**WHAT IS REQUIRED**
In the forum thread below, translate this sentence into Spanish: "The decline continued until it stabilized at around $700 a month."

### EXTRACT PROVIDED

Ask HN: How will iPhone 5 release affect app developers? - ChelseaT


======
appcoder
I have had a successful run on the App Store. I've had two apps featured by
Apple and one app selected as a staff favorite by Apple.

In June, when Apple changed their search algorithm, my sales dropped by 70%.
The decline continued until it stabilized at around $700 a month. I went from
$5,000 a month of steady app sales for over two years to $700 a month.

Free apps that are completely unrelated to education now show up in search
above my apps.

When IOS6 is released to the public, I expect my sales to fall even more. I
may not even hit $300 a month when IOS6 comes out.

The App Store in IOS6 is broken. You can only browse one app at a time when
you search. Throw in a broken search algorithm and app discovery becomes very
difficult.

Current search results favor free apps with a lot of downloads. The new App
Store also does not have a newly released section. So it will be very hard for
new paid apps to gain traction.

######
### DATA ENTRIES

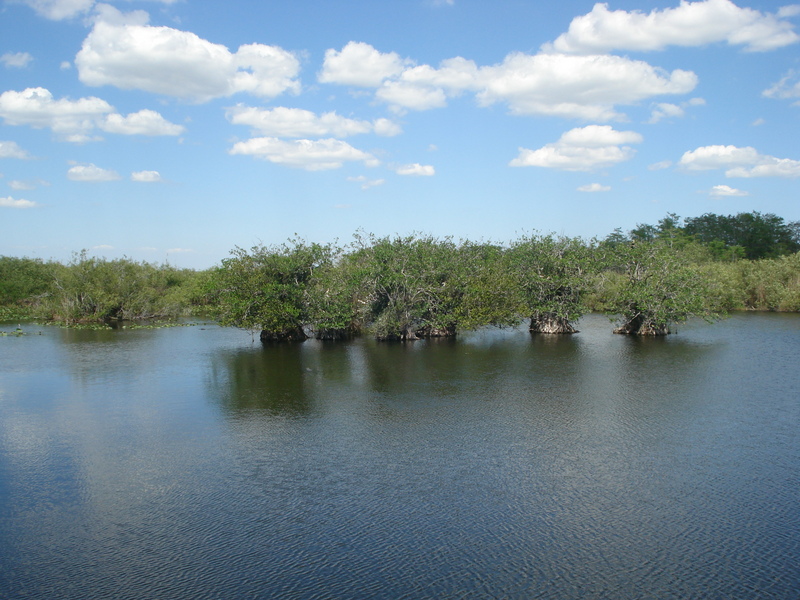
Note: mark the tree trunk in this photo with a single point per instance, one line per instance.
(291, 335)
(549, 323)
(638, 325)
(448, 331)
(333, 334)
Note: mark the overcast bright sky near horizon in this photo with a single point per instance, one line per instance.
(175, 130)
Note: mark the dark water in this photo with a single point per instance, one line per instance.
(190, 463)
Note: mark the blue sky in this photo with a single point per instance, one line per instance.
(178, 130)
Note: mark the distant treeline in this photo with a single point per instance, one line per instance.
(407, 287)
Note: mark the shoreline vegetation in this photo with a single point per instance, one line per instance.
(420, 286)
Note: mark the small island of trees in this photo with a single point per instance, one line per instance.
(420, 286)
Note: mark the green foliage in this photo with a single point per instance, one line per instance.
(491, 292)
(655, 287)
(23, 280)
(752, 234)
(415, 286)
(266, 288)
(551, 276)
(90, 289)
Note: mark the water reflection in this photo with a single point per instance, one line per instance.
(271, 378)
(189, 463)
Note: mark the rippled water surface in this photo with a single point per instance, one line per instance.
(192, 463)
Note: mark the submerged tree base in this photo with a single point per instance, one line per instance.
(408, 335)
(640, 326)
(291, 335)
(551, 325)
(333, 334)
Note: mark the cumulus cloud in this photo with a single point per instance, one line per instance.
(359, 64)
(178, 63)
(594, 187)
(91, 173)
(416, 169)
(739, 162)
(12, 150)
(74, 120)
(146, 177)
(37, 107)
(726, 190)
(9, 202)
(582, 149)
(584, 87)
(297, 123)
(17, 59)
(690, 24)
(312, 155)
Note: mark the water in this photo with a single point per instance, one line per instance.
(192, 463)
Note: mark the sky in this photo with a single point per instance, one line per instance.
(174, 131)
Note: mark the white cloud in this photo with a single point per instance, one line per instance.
(416, 169)
(12, 150)
(144, 122)
(178, 63)
(365, 184)
(18, 59)
(583, 87)
(594, 187)
(690, 24)
(56, 10)
(74, 120)
(359, 64)
(91, 173)
(297, 123)
(582, 149)
(725, 190)
(739, 162)
(146, 177)
(787, 88)
(9, 202)
(312, 155)
(37, 107)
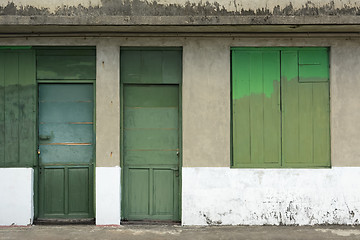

######

**RESPONSE TO THE TASK**
La caída continuó hasta que se estabilizó en alrededor de $700 al mes.